# Data shown
##############################

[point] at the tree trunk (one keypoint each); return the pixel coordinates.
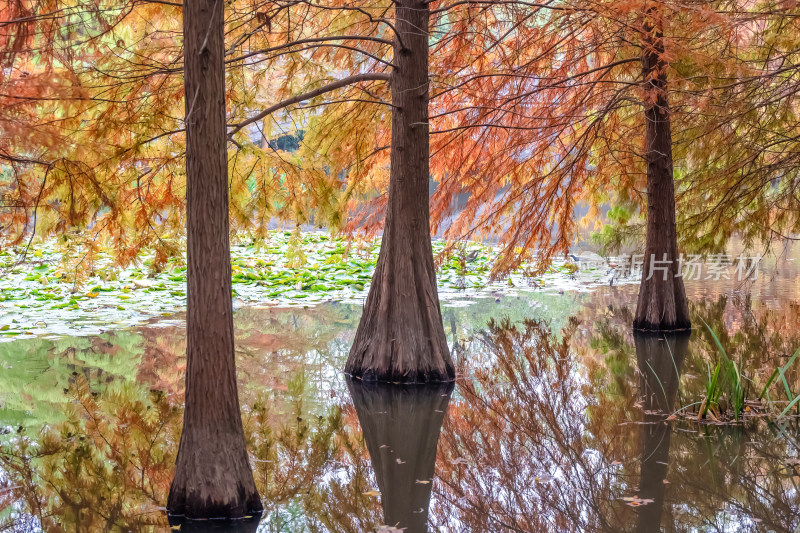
(401, 426)
(401, 337)
(662, 302)
(212, 477)
(660, 360)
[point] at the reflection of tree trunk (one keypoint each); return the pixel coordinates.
(400, 337)
(660, 358)
(401, 426)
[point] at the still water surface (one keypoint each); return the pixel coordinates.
(561, 420)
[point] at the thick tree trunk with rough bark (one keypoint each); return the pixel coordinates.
(401, 426)
(662, 302)
(660, 359)
(213, 478)
(400, 337)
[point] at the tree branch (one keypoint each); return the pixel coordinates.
(338, 84)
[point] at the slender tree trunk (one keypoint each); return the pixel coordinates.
(401, 337)
(660, 359)
(213, 477)
(662, 302)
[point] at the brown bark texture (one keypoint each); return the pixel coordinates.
(401, 426)
(401, 337)
(213, 478)
(662, 304)
(660, 359)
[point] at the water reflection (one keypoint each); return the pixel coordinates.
(401, 426)
(660, 359)
(547, 430)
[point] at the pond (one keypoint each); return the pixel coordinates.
(561, 420)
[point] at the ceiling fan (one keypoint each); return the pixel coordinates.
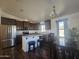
(53, 13)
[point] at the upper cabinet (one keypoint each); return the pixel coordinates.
(8, 21)
(48, 24)
(20, 25)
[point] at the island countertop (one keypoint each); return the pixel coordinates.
(28, 38)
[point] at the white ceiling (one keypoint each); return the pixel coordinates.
(39, 9)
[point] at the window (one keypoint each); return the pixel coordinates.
(61, 24)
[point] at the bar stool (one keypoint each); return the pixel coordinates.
(31, 46)
(39, 43)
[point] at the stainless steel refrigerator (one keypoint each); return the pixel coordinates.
(7, 35)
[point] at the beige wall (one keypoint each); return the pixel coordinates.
(73, 21)
(4, 14)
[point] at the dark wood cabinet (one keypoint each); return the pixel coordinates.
(8, 21)
(19, 25)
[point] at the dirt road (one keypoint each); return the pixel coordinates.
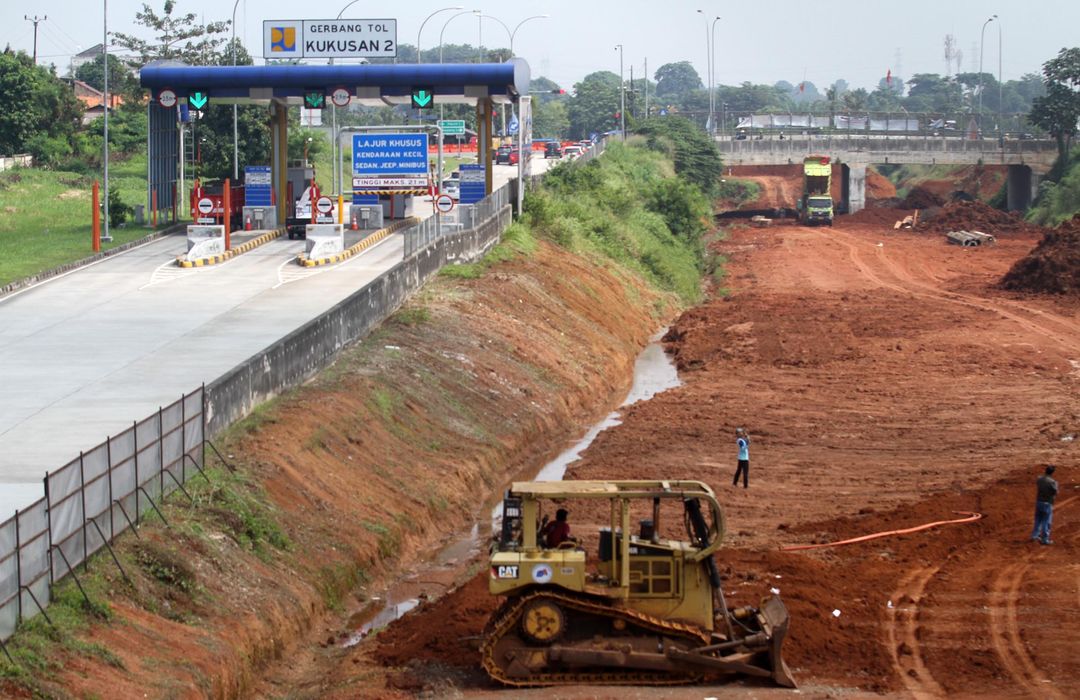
(886, 382)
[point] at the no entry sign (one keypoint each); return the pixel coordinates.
(444, 203)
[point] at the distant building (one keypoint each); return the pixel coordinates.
(93, 101)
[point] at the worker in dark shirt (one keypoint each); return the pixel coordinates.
(557, 532)
(1045, 490)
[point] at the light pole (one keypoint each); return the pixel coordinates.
(105, 103)
(420, 30)
(1001, 134)
(441, 32)
(982, 35)
(710, 48)
(712, 77)
(622, 96)
(235, 138)
(518, 26)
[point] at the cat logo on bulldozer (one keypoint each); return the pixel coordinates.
(504, 571)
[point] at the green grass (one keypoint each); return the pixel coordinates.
(45, 216)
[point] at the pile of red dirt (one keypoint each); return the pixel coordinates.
(877, 216)
(435, 631)
(920, 198)
(968, 216)
(878, 187)
(1053, 266)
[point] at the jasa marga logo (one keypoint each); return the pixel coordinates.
(282, 39)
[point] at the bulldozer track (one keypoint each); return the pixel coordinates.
(508, 615)
(902, 634)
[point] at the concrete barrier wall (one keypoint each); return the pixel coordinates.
(311, 347)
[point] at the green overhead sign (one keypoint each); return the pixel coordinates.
(198, 98)
(423, 97)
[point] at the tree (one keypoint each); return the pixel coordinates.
(676, 79)
(550, 120)
(594, 105)
(177, 38)
(39, 110)
(694, 155)
(1058, 110)
(121, 80)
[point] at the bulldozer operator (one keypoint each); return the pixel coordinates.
(556, 532)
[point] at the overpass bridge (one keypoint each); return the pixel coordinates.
(1026, 160)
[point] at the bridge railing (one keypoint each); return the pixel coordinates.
(828, 143)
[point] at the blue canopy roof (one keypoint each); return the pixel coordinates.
(374, 83)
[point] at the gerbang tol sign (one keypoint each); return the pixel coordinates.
(329, 38)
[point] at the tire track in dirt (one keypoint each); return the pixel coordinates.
(1004, 626)
(1004, 632)
(902, 634)
(908, 284)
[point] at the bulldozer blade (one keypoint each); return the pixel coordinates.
(774, 622)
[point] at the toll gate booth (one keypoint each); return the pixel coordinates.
(279, 86)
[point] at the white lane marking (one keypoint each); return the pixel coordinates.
(289, 271)
(166, 272)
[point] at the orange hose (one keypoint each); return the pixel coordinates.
(971, 517)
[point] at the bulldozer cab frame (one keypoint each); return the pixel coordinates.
(523, 505)
(648, 604)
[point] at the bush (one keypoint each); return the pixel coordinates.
(630, 206)
(49, 151)
(118, 211)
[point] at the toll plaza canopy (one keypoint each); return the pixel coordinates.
(284, 84)
(368, 84)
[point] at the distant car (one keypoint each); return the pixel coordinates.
(453, 188)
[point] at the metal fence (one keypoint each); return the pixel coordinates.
(463, 217)
(92, 499)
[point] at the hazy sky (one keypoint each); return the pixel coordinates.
(821, 41)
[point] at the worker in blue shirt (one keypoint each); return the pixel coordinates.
(742, 442)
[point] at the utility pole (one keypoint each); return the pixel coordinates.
(622, 96)
(35, 19)
(646, 86)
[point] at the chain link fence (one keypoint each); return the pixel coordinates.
(94, 498)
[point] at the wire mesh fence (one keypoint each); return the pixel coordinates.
(463, 217)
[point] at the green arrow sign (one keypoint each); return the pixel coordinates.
(422, 97)
(453, 126)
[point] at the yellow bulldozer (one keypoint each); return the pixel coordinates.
(645, 610)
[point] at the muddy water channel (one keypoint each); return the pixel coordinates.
(653, 373)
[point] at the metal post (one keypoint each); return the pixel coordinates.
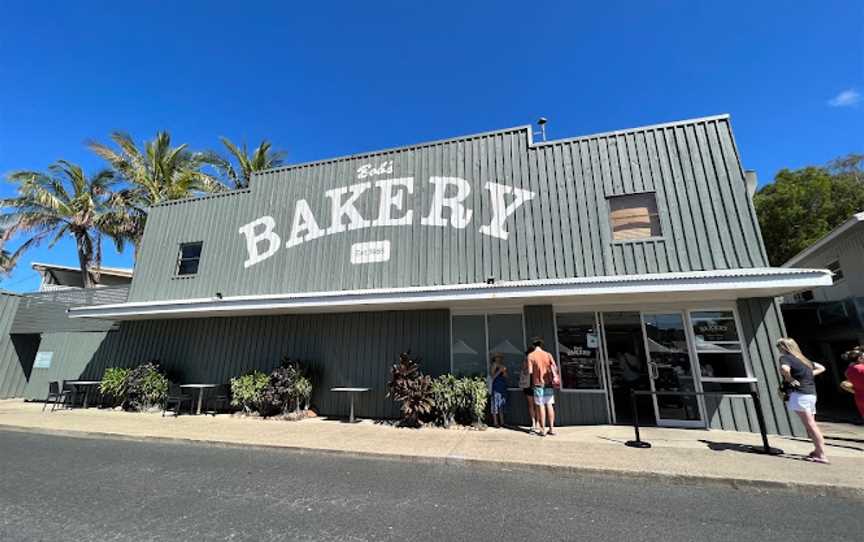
(638, 443)
(760, 417)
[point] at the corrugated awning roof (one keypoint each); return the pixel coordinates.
(657, 287)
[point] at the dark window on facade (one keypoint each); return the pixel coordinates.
(834, 267)
(634, 216)
(187, 261)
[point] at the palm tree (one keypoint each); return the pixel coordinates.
(63, 201)
(155, 174)
(8, 260)
(263, 157)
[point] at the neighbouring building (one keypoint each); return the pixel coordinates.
(829, 320)
(636, 255)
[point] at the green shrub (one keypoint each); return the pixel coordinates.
(146, 387)
(444, 400)
(113, 384)
(472, 396)
(412, 389)
(462, 400)
(301, 391)
(247, 391)
(288, 388)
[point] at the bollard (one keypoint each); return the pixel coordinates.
(638, 443)
(760, 417)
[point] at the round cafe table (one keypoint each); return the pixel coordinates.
(200, 388)
(87, 385)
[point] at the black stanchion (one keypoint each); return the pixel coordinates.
(757, 404)
(760, 417)
(638, 443)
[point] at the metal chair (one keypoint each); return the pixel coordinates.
(55, 396)
(176, 397)
(72, 394)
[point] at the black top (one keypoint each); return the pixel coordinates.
(801, 373)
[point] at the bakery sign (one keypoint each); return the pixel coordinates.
(447, 209)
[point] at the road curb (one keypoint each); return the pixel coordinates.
(845, 492)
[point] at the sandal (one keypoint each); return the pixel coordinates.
(821, 460)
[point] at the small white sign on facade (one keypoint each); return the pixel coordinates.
(372, 251)
(43, 360)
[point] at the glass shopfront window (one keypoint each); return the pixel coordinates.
(469, 345)
(718, 345)
(579, 351)
(477, 336)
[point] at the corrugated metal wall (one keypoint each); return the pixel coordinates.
(762, 325)
(73, 353)
(707, 218)
(16, 351)
(343, 349)
(46, 311)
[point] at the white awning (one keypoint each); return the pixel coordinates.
(658, 287)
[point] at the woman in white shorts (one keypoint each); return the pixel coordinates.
(799, 374)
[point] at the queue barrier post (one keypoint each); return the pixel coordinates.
(757, 405)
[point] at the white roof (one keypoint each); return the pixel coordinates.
(727, 284)
(833, 234)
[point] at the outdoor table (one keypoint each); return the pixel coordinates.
(87, 385)
(351, 392)
(200, 388)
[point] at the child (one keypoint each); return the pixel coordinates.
(498, 373)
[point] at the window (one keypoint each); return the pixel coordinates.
(579, 351)
(187, 261)
(834, 267)
(634, 216)
(718, 346)
(477, 336)
(803, 297)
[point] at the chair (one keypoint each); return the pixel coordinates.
(221, 398)
(176, 397)
(55, 396)
(72, 392)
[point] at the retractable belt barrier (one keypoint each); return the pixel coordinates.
(757, 404)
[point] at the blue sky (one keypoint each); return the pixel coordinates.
(330, 79)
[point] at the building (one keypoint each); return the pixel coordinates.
(59, 277)
(829, 320)
(635, 255)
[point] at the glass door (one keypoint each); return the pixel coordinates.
(670, 368)
(626, 365)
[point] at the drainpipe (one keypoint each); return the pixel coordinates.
(750, 181)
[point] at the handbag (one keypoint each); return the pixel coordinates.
(556, 377)
(524, 379)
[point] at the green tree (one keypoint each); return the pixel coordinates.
(801, 206)
(62, 201)
(156, 174)
(263, 157)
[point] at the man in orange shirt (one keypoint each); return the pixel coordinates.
(541, 365)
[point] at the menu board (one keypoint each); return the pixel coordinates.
(43, 360)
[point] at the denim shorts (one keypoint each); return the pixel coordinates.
(802, 402)
(544, 396)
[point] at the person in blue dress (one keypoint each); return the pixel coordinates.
(498, 375)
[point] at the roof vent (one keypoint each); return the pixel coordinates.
(541, 122)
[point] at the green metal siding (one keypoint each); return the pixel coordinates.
(707, 217)
(344, 350)
(762, 325)
(73, 353)
(16, 351)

##############################

# Requirement
Extract the closing run of lines, starting with the one containing "[point] at the corrugated metal" and ending at the last, exactly as written.

# Result for this exercise
[point] at the corrugated metal wall (one keypoint each); return the pixel coordinates.
(762, 325)
(73, 353)
(707, 218)
(16, 351)
(343, 349)
(46, 311)
[point] at the white awning (one keypoint each); return the pixel coordinates.
(658, 287)
[point] at the woman in white shorts (one keypoint each); return the pixel coordinates.
(799, 374)
[point] at the queue barrier post (one keypoint each); return the pixel coordinates.
(757, 405)
[point] at the white roof (one keypoint each); return the pixel coordinates.
(727, 284)
(833, 234)
[point] at the outdoor table (one keypoint each); return the pixel coordinates.
(87, 385)
(351, 392)
(200, 388)
[point] at the child (one keypoint each); return the pixel coordinates.
(498, 373)
[point] at the window (one keypoint each); return the pixel coordinates.
(579, 351)
(187, 261)
(834, 267)
(634, 216)
(718, 346)
(477, 336)
(803, 297)
[point] at the chair (one keypoint each); return the pixel coordinates.
(221, 398)
(176, 397)
(55, 396)
(72, 392)
[point] at the retractable belt barrier (one keypoint each); return the pixel coordinates.
(757, 404)
[point] at the blue sky (one keypoint each); return the pixel coordinates.
(330, 79)
[point] at the building (one keypoint each); return the pixel coordinates.
(59, 277)
(829, 320)
(635, 255)
[point] at the glass door (one keypoint each); return the pixel coordinates.
(670, 368)
(626, 365)
[point] at the drainpipe (one keypoint each); return the pixel coordinates.
(750, 181)
[point] at the handbag (one keypoint each); return the pixel coordinates.
(556, 377)
(524, 379)
[point] at the green tree (one keypoint each); return the pixel coordinates.
(801, 206)
(62, 201)
(156, 174)
(263, 157)
[point] at the man in orange shirt (one keypoint each); return the pixel coordinates.
(541, 365)
[point] at the menu board (one keypoint each); return the pixel coordinates.
(43, 360)
[point] at the denim shorts (one keypoint each); return the pixel coordinates.
(802, 402)
(544, 396)
[point] at the person in blue dress (one keypoint each); return the pixel coordinates.
(498, 375)
[point] at the roof vent (one keypoint each); return the pixel coordinates.
(541, 122)
[point] at the green metal siding (one keypoint each); return the pixel coordinates.
(707, 217)
(344, 350)
(762, 325)
(73, 353)
(16, 351)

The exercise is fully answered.